| Exercise requirements |
Reproduce every line of the entries below verbatim, omitting the pictures from your output.

| Exercise material |
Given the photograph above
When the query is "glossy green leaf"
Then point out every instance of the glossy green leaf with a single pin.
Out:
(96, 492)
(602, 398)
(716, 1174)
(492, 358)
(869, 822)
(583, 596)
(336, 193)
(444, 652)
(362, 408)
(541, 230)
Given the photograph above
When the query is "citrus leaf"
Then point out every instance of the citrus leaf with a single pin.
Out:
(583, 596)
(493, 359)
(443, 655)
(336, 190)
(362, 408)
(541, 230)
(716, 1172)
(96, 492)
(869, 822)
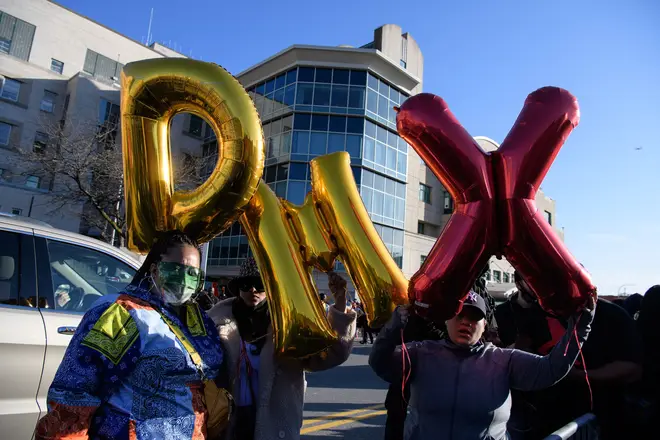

| The answer |
Given the photograph above
When the query is "glossy green leaf"
Then point out every instance of the glossy green leaf with a single pin.
Out:
(96, 492)
(602, 398)
(716, 1174)
(492, 358)
(869, 822)
(583, 596)
(336, 193)
(444, 652)
(362, 408)
(541, 230)
Given the photograph above
When the query is "citrus leaf"
Then point out every instance of the citrus leaf with a single pin.
Out:
(583, 596)
(493, 359)
(443, 655)
(336, 190)
(362, 408)
(541, 230)
(716, 1172)
(96, 492)
(869, 822)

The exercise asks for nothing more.